— Begin —

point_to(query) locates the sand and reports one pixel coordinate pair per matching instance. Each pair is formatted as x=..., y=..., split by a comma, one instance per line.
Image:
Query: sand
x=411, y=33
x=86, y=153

— End —

** WHAT YOU NEED TO DO **
Rewrite the rows above, replacing every occurrence of "sand" with "gravel" and leaving all other text unchanged.

** TASK SOLUTION **
point_to(query) locates the gravel and reports one pixel coordinate pair per matching instance. Each pair is formatted as x=..., y=..., split by a comma, one instance per line.
Image:
Query: gravel
x=411, y=33
x=86, y=153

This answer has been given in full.